Task details:
Could you reproduce, word for word, everything below from the line containing "Target: utility pole" down to the line containing "Target: bush", with both of those lines included and no others?

═══ Records to process ═══

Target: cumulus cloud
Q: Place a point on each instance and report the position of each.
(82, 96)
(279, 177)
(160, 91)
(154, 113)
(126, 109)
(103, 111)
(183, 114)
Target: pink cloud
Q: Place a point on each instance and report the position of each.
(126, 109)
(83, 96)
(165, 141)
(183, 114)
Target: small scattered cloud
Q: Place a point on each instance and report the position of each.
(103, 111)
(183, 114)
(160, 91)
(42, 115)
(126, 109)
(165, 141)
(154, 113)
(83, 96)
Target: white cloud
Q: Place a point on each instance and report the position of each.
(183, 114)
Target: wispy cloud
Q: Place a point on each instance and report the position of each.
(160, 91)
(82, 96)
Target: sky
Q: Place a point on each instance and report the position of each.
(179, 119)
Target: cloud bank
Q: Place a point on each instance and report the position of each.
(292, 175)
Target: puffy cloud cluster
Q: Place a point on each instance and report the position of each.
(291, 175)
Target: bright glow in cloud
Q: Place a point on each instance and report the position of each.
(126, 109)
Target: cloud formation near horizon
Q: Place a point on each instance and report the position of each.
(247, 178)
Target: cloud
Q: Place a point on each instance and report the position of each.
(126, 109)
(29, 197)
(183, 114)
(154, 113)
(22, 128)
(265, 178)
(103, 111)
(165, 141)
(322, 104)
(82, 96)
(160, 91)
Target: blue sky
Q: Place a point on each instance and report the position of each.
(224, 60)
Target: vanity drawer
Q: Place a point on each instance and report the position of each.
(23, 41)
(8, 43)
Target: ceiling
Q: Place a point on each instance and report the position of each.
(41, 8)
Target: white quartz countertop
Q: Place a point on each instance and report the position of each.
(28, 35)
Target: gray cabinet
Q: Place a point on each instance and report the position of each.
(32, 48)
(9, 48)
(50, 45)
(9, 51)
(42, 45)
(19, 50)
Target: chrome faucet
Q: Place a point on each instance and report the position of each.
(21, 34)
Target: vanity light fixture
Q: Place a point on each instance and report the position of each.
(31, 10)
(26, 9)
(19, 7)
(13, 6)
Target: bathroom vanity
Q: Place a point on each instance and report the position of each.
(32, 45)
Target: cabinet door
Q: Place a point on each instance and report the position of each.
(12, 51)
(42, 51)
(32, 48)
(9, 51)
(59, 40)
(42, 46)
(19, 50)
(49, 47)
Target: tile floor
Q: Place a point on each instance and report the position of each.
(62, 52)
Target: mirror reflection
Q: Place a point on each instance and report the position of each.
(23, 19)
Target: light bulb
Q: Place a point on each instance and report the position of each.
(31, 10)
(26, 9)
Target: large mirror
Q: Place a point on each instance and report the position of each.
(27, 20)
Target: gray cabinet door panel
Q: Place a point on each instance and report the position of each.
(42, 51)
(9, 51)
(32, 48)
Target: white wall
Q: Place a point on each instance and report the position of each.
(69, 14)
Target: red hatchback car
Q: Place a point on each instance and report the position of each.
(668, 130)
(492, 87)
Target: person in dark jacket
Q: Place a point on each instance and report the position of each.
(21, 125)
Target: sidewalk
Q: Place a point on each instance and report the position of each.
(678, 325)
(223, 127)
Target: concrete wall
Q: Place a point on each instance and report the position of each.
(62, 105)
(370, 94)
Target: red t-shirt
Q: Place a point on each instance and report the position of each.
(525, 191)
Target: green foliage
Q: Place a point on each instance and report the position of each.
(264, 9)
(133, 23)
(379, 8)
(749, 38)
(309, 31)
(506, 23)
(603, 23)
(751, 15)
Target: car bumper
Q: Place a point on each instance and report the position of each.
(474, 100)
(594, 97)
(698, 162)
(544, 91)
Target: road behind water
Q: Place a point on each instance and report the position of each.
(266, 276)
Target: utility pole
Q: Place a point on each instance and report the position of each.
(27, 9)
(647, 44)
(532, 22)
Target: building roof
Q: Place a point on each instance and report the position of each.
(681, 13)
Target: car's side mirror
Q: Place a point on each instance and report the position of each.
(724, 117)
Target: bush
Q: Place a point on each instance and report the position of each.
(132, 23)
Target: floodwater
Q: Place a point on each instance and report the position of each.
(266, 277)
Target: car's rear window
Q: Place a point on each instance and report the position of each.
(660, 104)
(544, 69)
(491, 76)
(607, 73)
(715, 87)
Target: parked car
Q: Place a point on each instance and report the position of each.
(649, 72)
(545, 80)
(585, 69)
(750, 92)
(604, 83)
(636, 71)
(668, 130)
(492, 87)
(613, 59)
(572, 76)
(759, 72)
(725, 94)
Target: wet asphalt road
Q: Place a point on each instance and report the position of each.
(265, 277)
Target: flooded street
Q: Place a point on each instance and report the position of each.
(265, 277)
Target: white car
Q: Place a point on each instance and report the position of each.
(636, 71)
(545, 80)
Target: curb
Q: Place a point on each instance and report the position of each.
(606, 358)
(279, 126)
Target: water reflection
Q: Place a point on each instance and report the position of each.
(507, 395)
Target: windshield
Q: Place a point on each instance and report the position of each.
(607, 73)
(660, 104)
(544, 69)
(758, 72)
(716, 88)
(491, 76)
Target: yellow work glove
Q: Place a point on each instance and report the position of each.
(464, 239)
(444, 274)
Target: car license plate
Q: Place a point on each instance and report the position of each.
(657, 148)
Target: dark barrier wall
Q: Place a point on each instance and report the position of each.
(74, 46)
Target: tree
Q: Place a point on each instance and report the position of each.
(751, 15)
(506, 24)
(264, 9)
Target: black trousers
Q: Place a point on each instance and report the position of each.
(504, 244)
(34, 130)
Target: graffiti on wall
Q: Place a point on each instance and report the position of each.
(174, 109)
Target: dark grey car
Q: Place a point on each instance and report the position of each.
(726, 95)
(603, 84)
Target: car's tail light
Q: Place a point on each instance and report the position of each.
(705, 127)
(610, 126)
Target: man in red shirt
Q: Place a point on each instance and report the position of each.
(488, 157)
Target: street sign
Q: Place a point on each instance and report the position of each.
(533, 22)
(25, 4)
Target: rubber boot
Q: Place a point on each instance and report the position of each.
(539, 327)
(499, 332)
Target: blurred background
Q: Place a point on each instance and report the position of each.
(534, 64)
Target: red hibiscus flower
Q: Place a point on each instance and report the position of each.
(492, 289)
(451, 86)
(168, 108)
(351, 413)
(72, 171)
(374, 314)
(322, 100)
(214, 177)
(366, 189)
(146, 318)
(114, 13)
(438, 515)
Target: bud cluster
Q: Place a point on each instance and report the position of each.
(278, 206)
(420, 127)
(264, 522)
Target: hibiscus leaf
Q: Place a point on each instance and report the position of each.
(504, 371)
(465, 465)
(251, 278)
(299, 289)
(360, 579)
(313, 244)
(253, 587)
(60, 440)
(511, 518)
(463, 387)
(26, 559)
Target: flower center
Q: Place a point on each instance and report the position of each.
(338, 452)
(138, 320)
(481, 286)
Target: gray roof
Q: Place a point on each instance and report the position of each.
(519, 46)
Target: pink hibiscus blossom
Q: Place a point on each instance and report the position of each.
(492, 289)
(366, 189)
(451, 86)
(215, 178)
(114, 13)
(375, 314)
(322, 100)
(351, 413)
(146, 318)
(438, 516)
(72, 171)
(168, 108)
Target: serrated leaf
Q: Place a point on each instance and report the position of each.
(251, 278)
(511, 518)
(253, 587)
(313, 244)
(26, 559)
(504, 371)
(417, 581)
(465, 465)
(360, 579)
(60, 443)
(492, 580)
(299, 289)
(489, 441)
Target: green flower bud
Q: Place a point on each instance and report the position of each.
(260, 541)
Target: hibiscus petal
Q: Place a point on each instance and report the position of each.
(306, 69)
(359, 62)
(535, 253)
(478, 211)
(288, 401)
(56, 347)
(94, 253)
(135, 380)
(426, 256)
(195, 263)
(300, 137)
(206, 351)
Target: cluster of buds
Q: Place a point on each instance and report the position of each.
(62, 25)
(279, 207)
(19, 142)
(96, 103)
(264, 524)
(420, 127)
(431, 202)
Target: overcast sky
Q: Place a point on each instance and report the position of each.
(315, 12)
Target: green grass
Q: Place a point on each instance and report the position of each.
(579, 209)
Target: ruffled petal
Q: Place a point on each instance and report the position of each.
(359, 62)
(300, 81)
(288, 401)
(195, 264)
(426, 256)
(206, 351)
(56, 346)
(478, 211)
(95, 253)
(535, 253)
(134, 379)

═══

Your response:
Target: utility pole
Q: Place a point on each instance and report the position of each.
(27, 9)
(647, 44)
(532, 22)
Target: building roof
Q: Place a point on each instance and report the position of each.
(681, 13)
Target: car's side mirror
Q: Place a point on each instance and report the position of each.
(724, 117)
Target: bush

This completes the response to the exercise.